A block of data:
— Begin —

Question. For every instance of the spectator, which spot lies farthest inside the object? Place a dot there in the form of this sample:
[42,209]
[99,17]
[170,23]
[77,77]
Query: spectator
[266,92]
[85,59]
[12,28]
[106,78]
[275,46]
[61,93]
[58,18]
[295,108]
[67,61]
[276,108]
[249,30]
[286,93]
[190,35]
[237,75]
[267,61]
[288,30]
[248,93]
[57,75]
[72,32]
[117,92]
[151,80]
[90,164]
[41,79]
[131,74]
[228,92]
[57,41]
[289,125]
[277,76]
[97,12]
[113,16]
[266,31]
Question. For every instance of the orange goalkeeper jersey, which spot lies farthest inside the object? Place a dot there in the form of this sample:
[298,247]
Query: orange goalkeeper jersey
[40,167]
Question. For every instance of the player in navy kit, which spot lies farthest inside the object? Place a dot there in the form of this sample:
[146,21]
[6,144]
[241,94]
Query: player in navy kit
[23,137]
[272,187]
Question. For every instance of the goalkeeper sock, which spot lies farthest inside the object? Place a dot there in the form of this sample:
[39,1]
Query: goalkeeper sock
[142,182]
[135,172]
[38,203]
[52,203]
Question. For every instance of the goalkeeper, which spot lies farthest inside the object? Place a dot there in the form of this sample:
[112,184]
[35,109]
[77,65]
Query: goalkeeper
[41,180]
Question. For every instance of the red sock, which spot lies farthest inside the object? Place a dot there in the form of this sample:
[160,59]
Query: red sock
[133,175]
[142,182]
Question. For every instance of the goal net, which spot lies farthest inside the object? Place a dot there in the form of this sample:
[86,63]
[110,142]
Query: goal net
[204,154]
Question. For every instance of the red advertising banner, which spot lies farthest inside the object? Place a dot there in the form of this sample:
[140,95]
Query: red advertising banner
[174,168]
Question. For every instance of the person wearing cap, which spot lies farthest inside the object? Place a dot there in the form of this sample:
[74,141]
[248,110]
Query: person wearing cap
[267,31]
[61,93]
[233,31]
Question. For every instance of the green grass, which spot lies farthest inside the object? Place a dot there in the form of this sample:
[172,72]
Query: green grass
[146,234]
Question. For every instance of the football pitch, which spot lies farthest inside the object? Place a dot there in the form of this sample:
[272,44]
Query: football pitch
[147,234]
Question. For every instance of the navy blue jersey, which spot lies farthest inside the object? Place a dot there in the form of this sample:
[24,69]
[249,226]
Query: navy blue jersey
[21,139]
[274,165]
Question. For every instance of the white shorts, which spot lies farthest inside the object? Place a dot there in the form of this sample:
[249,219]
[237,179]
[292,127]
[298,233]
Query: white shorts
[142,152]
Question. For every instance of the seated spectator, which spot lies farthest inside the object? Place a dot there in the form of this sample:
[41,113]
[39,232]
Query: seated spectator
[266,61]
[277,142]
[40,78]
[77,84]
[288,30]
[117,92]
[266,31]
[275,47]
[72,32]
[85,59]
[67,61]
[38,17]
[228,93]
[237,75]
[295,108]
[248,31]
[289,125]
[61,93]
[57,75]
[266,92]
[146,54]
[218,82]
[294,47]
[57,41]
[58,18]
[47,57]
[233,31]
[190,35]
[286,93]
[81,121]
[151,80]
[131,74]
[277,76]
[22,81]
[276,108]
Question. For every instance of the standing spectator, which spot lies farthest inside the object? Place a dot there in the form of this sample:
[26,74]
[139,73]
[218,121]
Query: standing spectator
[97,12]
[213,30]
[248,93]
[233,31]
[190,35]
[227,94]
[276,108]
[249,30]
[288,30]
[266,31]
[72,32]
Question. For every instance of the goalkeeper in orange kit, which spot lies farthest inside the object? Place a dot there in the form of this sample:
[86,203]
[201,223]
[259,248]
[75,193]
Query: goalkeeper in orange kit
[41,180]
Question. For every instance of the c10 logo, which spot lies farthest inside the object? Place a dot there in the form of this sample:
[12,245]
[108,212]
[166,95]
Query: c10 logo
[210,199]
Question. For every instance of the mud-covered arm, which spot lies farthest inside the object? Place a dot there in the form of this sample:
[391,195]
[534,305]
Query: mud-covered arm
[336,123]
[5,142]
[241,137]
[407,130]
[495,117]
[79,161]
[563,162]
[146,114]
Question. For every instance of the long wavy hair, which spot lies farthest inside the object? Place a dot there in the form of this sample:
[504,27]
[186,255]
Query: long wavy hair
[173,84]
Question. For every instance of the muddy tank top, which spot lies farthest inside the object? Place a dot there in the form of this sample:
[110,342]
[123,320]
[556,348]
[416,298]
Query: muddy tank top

— End —

Rewrite the stretch of lines above from the one containing "Question. For every instance of the goalkeeper in" through the end of the records, requests included, and increase every coordinate in the answer points by 107.

Question. For every instance of the goalkeeper in orange kit, which spot lies farthest inside the object? Place a dot there in the form of this sample:
[86,203]
[201,223]
[259,248]
[75,193]
Query: goalkeeper in orange kit
[148,287]
Question. For every instance of the c10 logo, which spot lies farthest inside the object? Place a dot there in the form of this sample:
[12,245]
[108,212]
[166,95]
Query: c10 logo
[317,306]
Question. For every instance of the mud-covered arm, which spot lies farthest inside the object? Place a dot there in the form of this sample:
[391,195]
[534,305]
Query: mud-covered arm
[443,230]
[112,249]
[348,244]
[514,237]
[602,224]
[186,268]
[670,269]
[253,221]
Question. For every instance of the long wavy hair, which spot lies farthest inside the object? Place a dot there in the form of this sample:
[504,27]
[186,255]
Query: long wavy hair
[280,191]
Question. For every instance of the muddy tank top, which spot lies farthest inside the object? Place a dot there in the form of this sample:
[110,342]
[123,320]
[556,348]
[416,298]
Query: muddy tank top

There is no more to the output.